国内

「安倍再々登板潰し」に動く二階氏 見えてくる「小池連立政権」

自民党総裁選に出馬した経験を持つ小池百合子氏(写真/共同通信社)

自民党総裁選に出馬した経験を持つ小池百合子氏(写真/共同通信社)

 菅義偉・首相にもはや積極的に解散に打って出る力はなく、衆院議員の任期満了(今年10月)目前の9月の“追い込まれ解散”になると与野党の見方は一致している。自民党内では菅氏のもとでの選挙は苦戦必至と見られており、次期政権の有力候補もコロナ対応で失敗を繰り返している。そこで党内ではまさかの安倍晋三・前首相の再々登板説まで浮上している。安倍氏本人も満更ではない様子だ。

 そんな安倍氏に“冷水”を浴びせたのが二階俊博・幹事長だ。

「私は関与していない」。5月17日の記者会見で二階氏は、2019年参院選の際、自民党本部が河井案里氏(公選法違反で有罪判決)陣営に提供した1億5000万円への関与を否定した。

 この発言でいったん収まったかに見えた河井夫妻選挙買収事件が再びクローズアップされた。

 会見に同席した二階側近の林幹雄・幹事長代理は「当時の選対委員長が広島を担当しており、(二階氏は)細かいことは分からない」と補足し、当時の選対委員長で安倍氏に近い甘利明・元経済再生相に矛先を向けた。ところがその甘利氏も「私は1ミクロンも関わっていない」と完全否定したことで、今度は安倍氏に疑惑の目が向けられている。

####

- 課題 A
本文によると、二階氏が1億5000万円への関与を否定した記者会見は何月何日に開かれたか。

- 項目一覧

####

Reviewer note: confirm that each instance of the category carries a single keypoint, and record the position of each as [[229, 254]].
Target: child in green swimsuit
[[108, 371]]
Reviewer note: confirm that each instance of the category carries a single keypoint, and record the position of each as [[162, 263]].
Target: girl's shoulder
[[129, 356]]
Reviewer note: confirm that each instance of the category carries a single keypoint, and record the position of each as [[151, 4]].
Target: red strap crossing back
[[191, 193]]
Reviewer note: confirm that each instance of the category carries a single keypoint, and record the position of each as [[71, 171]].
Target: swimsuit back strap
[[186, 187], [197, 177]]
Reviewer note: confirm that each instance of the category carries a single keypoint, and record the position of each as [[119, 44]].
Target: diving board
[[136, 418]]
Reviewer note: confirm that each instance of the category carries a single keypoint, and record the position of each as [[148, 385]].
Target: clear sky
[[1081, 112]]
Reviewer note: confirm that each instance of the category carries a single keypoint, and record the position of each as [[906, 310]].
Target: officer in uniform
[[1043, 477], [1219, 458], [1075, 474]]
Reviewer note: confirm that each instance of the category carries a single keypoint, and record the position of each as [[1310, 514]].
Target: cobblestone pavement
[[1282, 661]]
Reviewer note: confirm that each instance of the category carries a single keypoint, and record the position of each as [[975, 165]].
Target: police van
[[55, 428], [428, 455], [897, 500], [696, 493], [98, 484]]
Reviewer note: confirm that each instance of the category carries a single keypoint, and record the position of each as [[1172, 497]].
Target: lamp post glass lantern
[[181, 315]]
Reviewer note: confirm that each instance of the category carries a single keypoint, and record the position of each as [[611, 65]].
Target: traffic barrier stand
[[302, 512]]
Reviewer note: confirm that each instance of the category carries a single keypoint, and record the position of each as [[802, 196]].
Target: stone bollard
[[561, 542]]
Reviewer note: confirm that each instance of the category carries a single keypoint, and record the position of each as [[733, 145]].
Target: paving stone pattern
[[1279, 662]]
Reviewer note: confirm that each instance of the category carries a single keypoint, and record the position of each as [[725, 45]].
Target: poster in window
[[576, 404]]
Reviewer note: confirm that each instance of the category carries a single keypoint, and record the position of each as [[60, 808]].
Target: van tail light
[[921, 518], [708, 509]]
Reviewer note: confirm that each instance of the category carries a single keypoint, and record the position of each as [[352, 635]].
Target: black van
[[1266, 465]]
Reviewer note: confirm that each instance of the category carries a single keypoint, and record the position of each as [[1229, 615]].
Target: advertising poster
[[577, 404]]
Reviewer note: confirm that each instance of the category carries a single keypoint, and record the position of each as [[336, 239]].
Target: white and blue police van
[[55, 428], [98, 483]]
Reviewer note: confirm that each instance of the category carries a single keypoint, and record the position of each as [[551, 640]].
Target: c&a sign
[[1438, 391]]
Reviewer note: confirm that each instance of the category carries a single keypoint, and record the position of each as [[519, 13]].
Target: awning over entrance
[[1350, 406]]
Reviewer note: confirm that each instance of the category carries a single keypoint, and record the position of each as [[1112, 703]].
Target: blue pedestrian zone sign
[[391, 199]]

####

- 課題 B
項目一覧の最初の行から「[[108, 371]]」を含む行までを、「green」を「yellow」に置き換え、ほかは変えずに書き直してください。その範囲の行だけを示すこと。

- 解答 A
5月17日

- 解答 B
Reviewer note: confirm that each instance of the category carries a single keypoint, and record the position of each as [[229, 254]].
Target: child in yellow swimsuit
[[108, 371]]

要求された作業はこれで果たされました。